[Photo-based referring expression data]

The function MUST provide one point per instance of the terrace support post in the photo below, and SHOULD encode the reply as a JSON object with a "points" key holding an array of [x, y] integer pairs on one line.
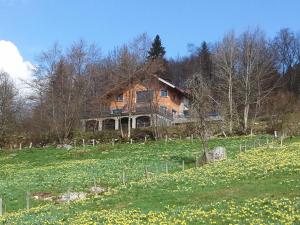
{"points": [[100, 125], [1, 207], [83, 125], [133, 118], [116, 124]]}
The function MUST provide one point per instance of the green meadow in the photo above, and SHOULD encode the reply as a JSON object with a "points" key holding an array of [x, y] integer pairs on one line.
{"points": [[155, 183]]}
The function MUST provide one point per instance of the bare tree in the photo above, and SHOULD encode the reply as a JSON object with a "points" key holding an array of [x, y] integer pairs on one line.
{"points": [[202, 103], [226, 60], [8, 107]]}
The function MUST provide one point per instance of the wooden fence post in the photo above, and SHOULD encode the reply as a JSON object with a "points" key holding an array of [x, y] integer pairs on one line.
{"points": [[27, 200], [167, 168], [69, 195], [1, 207], [146, 172], [95, 184], [123, 178]]}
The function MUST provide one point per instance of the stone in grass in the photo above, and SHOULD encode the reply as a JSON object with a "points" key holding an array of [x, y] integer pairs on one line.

> [YOUR OBJECTIVE]: Repeat exactly the lines starting at the line with "The function MUST provide one point per instance of the wooden" and ending with the final line of the entries. Include nothing else.

> [YOUR SOLUTION]:
The function MUST provide one point per instance of the wooden fence post in the photo above, and SHOULD encode the reply as a JSON object with a "points" key holding an array of [x, y] integer pairs on one line.
{"points": [[27, 200], [167, 168], [69, 195], [1, 207], [146, 172], [95, 184], [123, 178]]}
The function MUST provide one point per instance of the stone in grass in the photo above, and SHOULD encode the reply as a JSON object with a "points" key holding an array of [x, y] integer pairs on one line.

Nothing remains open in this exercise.